Exercise goal
Your answer should consist of the lines below that hold the word "separate".

The data

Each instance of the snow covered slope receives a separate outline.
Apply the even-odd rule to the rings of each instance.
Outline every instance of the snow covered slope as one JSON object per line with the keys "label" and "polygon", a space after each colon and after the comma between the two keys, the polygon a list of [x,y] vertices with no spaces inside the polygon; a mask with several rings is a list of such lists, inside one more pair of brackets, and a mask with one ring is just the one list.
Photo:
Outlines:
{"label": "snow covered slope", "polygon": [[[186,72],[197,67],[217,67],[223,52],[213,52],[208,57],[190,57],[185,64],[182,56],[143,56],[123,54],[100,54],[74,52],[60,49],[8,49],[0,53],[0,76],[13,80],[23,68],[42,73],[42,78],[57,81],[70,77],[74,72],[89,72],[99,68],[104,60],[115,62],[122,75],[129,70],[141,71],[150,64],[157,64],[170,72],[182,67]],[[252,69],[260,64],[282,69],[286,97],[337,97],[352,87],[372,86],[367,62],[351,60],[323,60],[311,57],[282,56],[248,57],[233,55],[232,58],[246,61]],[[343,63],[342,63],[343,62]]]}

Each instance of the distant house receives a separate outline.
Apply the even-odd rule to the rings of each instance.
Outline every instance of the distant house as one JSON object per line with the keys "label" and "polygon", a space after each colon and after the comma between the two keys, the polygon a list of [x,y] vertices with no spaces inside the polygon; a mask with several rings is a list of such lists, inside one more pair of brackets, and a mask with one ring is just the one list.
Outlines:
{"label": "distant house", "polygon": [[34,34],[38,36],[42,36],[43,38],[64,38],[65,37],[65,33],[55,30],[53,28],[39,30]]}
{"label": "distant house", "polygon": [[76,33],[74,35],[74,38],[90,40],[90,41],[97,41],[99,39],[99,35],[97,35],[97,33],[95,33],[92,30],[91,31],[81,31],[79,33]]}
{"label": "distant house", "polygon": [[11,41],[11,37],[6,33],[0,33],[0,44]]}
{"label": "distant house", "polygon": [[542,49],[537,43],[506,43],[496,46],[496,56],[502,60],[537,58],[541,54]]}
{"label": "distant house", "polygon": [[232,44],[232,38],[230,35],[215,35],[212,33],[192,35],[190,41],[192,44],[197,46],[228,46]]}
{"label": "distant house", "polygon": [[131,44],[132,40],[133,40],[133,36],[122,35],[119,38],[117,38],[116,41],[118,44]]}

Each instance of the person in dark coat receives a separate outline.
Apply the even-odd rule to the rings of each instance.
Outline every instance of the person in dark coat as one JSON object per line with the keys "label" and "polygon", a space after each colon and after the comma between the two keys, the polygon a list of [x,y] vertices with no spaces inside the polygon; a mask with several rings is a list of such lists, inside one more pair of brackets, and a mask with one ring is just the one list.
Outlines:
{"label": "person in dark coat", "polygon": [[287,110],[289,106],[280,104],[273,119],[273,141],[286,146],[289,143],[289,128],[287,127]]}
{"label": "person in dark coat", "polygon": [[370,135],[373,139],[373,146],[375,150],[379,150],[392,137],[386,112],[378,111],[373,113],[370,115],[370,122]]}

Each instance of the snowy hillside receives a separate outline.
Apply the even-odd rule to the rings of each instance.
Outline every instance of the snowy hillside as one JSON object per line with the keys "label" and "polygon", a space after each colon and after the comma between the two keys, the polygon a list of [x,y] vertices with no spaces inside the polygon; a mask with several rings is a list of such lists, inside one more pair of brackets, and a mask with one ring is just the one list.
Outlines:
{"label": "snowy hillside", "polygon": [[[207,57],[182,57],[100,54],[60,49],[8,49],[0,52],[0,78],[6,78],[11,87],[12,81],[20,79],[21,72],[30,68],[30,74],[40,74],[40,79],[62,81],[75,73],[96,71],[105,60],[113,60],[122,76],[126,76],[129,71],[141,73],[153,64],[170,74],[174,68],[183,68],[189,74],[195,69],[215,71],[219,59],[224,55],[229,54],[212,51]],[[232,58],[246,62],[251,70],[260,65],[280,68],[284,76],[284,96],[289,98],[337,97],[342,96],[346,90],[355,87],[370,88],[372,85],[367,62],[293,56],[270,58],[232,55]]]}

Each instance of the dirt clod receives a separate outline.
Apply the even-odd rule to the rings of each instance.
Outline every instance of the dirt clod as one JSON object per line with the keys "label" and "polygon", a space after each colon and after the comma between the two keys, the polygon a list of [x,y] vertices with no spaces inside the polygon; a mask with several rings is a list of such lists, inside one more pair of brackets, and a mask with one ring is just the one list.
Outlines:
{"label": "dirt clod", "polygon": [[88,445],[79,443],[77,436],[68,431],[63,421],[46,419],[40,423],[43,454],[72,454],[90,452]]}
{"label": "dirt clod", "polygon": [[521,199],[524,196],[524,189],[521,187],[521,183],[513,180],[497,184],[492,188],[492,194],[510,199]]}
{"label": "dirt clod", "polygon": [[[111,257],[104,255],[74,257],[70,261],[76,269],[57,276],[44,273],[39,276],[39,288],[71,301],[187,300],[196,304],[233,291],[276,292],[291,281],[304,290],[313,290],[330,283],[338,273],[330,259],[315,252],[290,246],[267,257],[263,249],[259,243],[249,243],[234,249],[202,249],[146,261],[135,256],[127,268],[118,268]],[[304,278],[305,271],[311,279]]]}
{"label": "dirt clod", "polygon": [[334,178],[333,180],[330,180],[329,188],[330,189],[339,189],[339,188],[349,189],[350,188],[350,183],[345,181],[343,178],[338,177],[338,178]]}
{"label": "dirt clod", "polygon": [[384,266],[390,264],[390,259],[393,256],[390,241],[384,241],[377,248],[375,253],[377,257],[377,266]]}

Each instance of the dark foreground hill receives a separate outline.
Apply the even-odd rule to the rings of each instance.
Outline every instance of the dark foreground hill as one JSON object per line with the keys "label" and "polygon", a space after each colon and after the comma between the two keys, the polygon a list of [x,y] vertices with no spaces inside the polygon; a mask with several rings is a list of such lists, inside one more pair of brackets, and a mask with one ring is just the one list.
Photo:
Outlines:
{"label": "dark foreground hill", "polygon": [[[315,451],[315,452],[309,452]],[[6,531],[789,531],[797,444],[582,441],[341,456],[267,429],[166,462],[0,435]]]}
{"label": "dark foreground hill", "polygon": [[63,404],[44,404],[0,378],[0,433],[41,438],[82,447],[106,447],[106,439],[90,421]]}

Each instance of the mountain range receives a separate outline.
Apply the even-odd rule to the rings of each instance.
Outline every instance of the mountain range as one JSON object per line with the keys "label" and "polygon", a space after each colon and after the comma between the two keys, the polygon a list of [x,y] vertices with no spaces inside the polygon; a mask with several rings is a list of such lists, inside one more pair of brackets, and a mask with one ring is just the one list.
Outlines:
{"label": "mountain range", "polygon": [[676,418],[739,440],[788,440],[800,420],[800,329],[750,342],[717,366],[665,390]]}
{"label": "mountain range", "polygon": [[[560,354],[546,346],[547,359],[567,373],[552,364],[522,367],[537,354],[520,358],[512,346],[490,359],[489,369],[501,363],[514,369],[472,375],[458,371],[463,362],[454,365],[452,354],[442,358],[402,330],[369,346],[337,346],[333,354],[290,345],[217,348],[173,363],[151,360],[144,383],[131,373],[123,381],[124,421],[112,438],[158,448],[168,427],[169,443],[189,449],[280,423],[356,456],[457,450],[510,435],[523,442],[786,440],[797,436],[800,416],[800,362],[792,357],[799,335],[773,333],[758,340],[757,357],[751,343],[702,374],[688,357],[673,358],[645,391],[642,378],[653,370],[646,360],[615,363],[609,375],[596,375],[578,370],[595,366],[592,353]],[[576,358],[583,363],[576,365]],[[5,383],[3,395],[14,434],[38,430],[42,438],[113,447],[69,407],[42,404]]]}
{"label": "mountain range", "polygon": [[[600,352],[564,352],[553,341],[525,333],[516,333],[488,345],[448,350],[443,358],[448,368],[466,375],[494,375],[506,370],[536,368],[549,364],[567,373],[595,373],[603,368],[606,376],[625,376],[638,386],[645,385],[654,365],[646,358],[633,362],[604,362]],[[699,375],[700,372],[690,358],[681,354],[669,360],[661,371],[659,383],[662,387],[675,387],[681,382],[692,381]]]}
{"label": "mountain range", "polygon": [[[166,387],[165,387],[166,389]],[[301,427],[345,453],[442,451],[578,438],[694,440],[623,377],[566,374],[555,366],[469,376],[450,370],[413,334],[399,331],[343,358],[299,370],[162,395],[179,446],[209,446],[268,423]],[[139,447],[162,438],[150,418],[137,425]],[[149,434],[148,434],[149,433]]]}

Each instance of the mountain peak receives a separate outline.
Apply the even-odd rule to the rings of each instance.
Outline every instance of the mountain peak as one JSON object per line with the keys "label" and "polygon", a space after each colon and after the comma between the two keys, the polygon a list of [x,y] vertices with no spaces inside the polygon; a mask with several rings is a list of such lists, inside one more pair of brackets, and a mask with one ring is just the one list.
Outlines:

Answer for the task
Each instance of the snow covered slope receives a separate outline.
Each instance of the distant house receives a separate outline.
Each instance of the person in dark coat receives a separate outline.
Each instance of the snowy hillside receives a separate outline.
Each instance of the dirt clod receives a separate outline.
Each instance of the dark foreground hill receives a separate outline.
Each instance of the mountain range receives a separate outline.
Each instance of the mountain peak receives a separate outline.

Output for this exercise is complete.